WHAT IS NEEDED.
Nothing but the lines from the one containing "positive clicks: (46, 285)" through the end of the material should be restated, and each exactly.

TASK INPUTS.
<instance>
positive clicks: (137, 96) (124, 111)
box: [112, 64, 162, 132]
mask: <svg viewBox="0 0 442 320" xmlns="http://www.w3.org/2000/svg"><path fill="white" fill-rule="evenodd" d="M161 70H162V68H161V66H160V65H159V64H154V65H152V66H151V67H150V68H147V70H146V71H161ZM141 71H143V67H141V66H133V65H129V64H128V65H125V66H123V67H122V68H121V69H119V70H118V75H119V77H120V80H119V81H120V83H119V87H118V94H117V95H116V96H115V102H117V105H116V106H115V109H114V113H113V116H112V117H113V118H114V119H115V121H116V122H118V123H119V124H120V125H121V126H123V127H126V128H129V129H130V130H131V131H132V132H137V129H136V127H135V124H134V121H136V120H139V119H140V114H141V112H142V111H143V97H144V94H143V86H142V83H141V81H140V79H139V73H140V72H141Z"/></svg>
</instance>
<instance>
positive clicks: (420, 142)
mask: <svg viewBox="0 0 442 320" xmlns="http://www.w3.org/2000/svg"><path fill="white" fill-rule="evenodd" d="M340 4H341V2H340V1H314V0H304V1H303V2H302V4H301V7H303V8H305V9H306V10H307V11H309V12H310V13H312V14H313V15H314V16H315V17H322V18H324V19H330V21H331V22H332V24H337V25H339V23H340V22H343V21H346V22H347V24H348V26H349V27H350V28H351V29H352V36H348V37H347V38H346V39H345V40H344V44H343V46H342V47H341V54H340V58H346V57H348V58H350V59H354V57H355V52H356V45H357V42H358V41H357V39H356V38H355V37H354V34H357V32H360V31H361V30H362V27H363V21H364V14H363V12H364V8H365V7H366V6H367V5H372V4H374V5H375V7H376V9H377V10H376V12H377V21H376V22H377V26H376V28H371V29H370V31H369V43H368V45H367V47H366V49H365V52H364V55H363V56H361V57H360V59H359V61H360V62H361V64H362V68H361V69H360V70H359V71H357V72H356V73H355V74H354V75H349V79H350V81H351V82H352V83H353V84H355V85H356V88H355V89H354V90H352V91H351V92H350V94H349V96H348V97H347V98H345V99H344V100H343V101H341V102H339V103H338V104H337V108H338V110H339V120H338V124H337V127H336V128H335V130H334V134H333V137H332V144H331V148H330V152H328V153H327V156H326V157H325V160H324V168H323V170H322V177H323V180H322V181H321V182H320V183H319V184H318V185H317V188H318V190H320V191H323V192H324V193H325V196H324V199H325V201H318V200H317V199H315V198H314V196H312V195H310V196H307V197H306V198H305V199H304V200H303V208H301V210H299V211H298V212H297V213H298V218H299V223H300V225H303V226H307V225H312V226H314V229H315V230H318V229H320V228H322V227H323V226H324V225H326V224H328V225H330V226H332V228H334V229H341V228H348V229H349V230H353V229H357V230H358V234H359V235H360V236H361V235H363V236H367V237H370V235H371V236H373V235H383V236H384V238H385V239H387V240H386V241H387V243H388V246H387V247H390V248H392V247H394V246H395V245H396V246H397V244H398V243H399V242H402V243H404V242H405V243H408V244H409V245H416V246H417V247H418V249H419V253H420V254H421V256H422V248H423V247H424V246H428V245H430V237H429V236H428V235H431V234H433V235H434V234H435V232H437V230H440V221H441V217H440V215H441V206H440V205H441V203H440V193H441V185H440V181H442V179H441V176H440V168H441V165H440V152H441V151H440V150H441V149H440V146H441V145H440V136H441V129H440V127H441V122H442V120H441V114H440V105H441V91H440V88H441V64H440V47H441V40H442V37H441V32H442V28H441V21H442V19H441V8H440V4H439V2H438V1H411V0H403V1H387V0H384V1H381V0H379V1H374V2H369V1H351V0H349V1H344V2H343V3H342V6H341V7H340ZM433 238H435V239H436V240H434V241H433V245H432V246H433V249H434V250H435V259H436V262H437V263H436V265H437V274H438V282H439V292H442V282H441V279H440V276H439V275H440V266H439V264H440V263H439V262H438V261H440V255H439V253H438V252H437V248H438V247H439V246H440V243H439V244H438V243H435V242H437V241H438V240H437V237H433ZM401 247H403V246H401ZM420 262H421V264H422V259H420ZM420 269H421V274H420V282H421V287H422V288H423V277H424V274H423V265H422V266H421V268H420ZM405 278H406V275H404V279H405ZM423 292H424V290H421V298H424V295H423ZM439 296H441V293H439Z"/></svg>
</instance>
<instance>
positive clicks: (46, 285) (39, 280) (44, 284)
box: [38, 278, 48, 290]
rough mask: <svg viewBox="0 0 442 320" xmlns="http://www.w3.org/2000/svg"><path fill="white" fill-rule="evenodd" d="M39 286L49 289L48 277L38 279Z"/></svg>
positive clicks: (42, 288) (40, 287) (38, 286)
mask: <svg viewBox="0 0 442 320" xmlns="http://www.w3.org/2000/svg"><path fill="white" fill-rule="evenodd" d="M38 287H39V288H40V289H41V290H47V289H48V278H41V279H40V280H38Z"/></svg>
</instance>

ANSWER TO THIS PROBLEM.
positive clicks: (46, 285) (39, 280) (44, 284)
box: [38, 278, 48, 290]
rough mask: <svg viewBox="0 0 442 320" xmlns="http://www.w3.org/2000/svg"><path fill="white" fill-rule="evenodd" d="M39 286L49 289L48 277L38 279Z"/></svg>
positive clicks: (42, 288) (40, 287) (38, 286)
mask: <svg viewBox="0 0 442 320" xmlns="http://www.w3.org/2000/svg"><path fill="white" fill-rule="evenodd" d="M38 287H39V288H40V289H41V290H47V289H48V278H41V279H40V280H38Z"/></svg>
</instance>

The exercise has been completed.